**YOUR TASK:** Transcribe the material verbatim in full; the pictures do not belong in the copy.

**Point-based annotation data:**
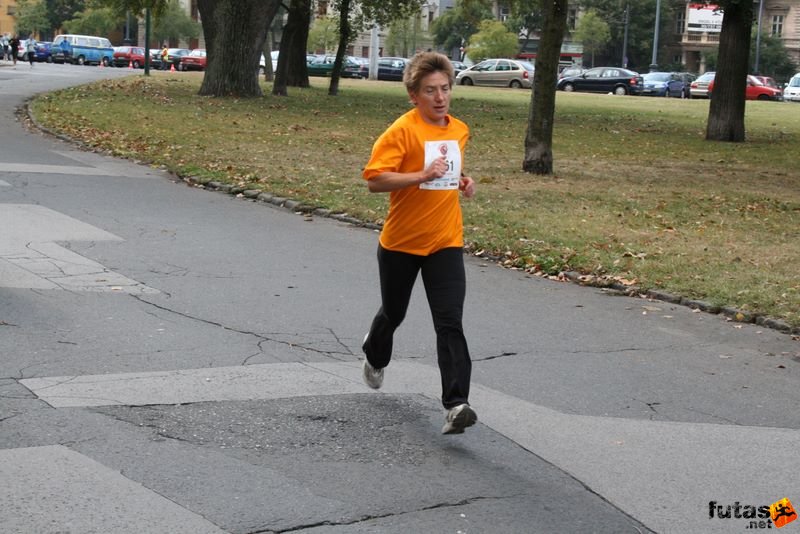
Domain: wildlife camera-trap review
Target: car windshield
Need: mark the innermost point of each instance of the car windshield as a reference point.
(656, 77)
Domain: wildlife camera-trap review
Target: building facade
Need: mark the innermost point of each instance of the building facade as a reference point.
(8, 11)
(699, 27)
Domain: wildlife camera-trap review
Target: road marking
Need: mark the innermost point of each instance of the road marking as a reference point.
(52, 488)
(661, 473)
(30, 257)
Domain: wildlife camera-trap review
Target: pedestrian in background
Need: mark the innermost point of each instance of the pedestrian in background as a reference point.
(418, 161)
(3, 46)
(13, 44)
(30, 48)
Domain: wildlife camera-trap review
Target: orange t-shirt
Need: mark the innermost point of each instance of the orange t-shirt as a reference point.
(420, 221)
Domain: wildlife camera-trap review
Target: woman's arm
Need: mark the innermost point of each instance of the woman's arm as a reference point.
(392, 181)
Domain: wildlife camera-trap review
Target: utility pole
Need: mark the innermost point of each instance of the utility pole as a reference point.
(625, 19)
(373, 53)
(758, 36)
(654, 61)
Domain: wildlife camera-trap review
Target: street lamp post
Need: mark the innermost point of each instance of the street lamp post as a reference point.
(654, 61)
(625, 19)
(758, 36)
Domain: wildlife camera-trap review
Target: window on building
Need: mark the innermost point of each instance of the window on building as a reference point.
(572, 19)
(680, 22)
(777, 25)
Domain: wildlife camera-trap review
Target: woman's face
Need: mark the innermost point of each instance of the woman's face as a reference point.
(433, 98)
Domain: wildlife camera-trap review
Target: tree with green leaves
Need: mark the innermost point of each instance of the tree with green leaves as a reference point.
(525, 18)
(539, 136)
(454, 27)
(358, 15)
(292, 68)
(95, 19)
(32, 18)
(492, 40)
(774, 60)
(234, 32)
(323, 35)
(726, 111)
(59, 11)
(592, 32)
(174, 24)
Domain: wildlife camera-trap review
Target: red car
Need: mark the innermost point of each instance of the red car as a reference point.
(756, 90)
(125, 56)
(196, 60)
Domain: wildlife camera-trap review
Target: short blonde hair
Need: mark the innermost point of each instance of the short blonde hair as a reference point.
(423, 64)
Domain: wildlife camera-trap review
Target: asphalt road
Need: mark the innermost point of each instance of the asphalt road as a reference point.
(179, 360)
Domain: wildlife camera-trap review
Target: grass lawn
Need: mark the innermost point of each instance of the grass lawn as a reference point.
(638, 195)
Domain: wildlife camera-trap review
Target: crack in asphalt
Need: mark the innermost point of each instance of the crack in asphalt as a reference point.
(363, 518)
(263, 338)
(501, 355)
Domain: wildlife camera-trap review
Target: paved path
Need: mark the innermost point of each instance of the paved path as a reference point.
(176, 360)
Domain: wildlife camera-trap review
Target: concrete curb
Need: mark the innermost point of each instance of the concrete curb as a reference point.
(608, 285)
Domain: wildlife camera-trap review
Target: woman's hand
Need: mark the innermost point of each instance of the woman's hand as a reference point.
(467, 186)
(436, 169)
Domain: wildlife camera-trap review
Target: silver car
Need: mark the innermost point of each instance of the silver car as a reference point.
(499, 73)
(699, 87)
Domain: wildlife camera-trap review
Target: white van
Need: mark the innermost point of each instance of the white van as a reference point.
(791, 93)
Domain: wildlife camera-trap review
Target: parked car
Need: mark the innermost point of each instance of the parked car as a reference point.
(604, 80)
(755, 90)
(791, 93)
(125, 56)
(499, 73)
(42, 52)
(699, 87)
(262, 63)
(667, 84)
(323, 66)
(458, 66)
(769, 82)
(389, 68)
(194, 60)
(570, 71)
(82, 49)
(174, 56)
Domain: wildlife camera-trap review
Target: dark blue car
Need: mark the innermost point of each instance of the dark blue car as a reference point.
(42, 52)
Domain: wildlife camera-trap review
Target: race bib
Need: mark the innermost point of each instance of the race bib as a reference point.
(452, 154)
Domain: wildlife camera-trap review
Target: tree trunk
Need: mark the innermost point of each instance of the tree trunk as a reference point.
(235, 31)
(539, 137)
(726, 111)
(344, 39)
(292, 70)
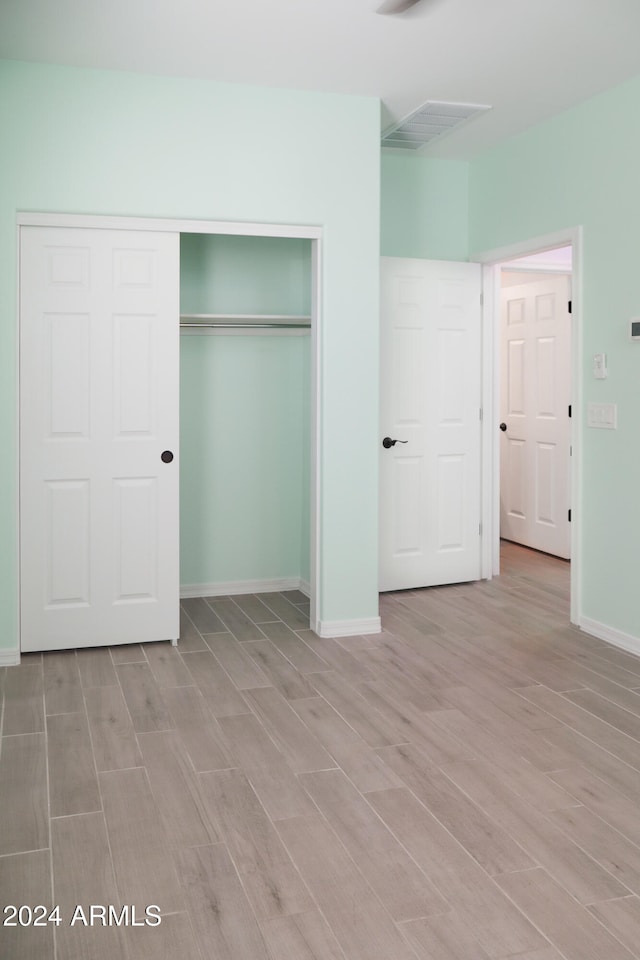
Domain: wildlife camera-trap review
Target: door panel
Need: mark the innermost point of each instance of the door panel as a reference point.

**TASK RESULT:**
Domain: wildlife camera-trap review
Target: car windshield
Need: mark the innermost point of each instance of the car windshield as a reference point.
(656, 77)
Domain: wildlife camera-trap review
Target: building facade
Need: mark the innermost point of each instance of the building facade as a reference point.
(8, 11)
(699, 27)
Domain: wildlife camera-trap review
Target: road marking
Need: mark the innermost point of each instance of the road marking as a reference point.
(52, 488)
(661, 473)
(30, 257)
Domain: wildlife camera-trap review
Target: pedestrian in background
Need: mark the innermost point of each instance of the pedestrian in background as a reference point.
(418, 161)
(3, 46)
(13, 44)
(30, 48)
Domain: wildlife camera-trap review
Target: orange t-shirt
Need: mark the innermost point of each instance of the orange t-shirt as a reference point.
(420, 221)
Domain: wildlife camera-trap review
Target: woman's arm
Need: mark the innermost point of each instance of the woman's arm as a reference point.
(392, 181)
Domain: wildlife camera-trap review
Target: utility pole
Need: mark the innermost point of each instance of the utility pole as a reference point.
(625, 19)
(373, 53)
(758, 36)
(654, 61)
Domain: wildlife camera-trap review
Target: street lamp post
Need: mark the innermost point of each instance of the street lamp post as a reference point.
(654, 61)
(625, 19)
(758, 36)
Domain: wildlife camera-trap review
Target: window on building
Need: mark the innermost point of each instance of the window on building as a reference point.
(572, 19)
(680, 22)
(777, 25)
Domain: wildlife camera-trap review
Target: woman's face
Need: mark the innermost point of each instance of the woman's face as a reference point.
(433, 98)
Domain: wildlife camera-trap review
Target: tree with green leaves
Need: mark the innermost point of each instance of the tree with green leaves as a reference point.
(525, 18)
(539, 136)
(454, 27)
(358, 15)
(292, 68)
(95, 19)
(32, 18)
(492, 40)
(774, 60)
(234, 32)
(323, 35)
(726, 111)
(59, 11)
(592, 32)
(174, 24)
Domain: wildlife camera-trap review
Target: red car
Need: mark the innermost point of each instance of the red car as a reference point.
(756, 90)
(125, 56)
(196, 60)
Domain: wildlife camera-trap review
Target: short blonde hair
Need: mark the innermost point of each instance of the short blonde hair as a reference point.
(423, 64)
Domain: wildlife camera-trap review
Target: asphalt road
Need: mark the innermost point of each instance of the asphalt road as a reference point.
(179, 360)
Domain: wildlife camera-trap review
Target: grass lawn
Need: mark the innermost point of each instance of the grass lawn as a reference point.
(638, 195)
Domain: wildlife camera-trap review
Target: crack in asphalt
Need: mark the innermost point of each instance of the crack in asphalt as a reference point.
(363, 518)
(263, 338)
(501, 355)
Domain: wildlife camera-trap review
Target: paved path
Need: mark the innermost point of each instance of the paved path as a reference point.
(176, 360)
Domain: wildlife camera-trap review
Target: concrete curb
Need: mark the innermost point of each instance of the concrete curb as a reference point.
(608, 285)
Domain: wildlife camera-trap review
Target: woman's hand
Need: mark the innermost point of each instance of the woman's hand as a reference point.
(467, 186)
(436, 169)
Domain: wildlife camera-trap review
Target: silver car
Need: mark the innermost point of each instance of the silver car as a reference point.
(499, 73)
(699, 87)
Domain: wildlife camera-trap review
Target: white van
Need: mark the innermost point of each instance of the white van as a reference point.
(791, 93)
Domain: wildlife camera-trap review
Target: parked car
Need: mark the innermost point of each instance of the parked car as a reference point.
(604, 80)
(755, 90)
(791, 93)
(125, 56)
(499, 73)
(42, 52)
(699, 87)
(262, 63)
(667, 84)
(323, 66)
(458, 66)
(769, 82)
(389, 68)
(194, 60)
(570, 71)
(82, 49)
(174, 56)
Domain: wildlife camera-trap review
Target: dark blue car
Need: mark the innermost point of each instance of the dark blue car as a reference point.
(42, 52)
Domain: wildlife camera-trap review
Target: race bib
Need: mark the innermost point of each instance of the race bib as a reference point.
(452, 154)
Domain: wildlife camera-trap review
Target: tree trunk
Need: mark the innermost point of each instance of the tree trunk as a reference point.
(235, 31)
(539, 137)
(726, 111)
(344, 39)
(292, 70)
Domain: wildlife camera-trap review
Target: door panel
Need: mark the innermost point of each instance of the door panel as a reference point.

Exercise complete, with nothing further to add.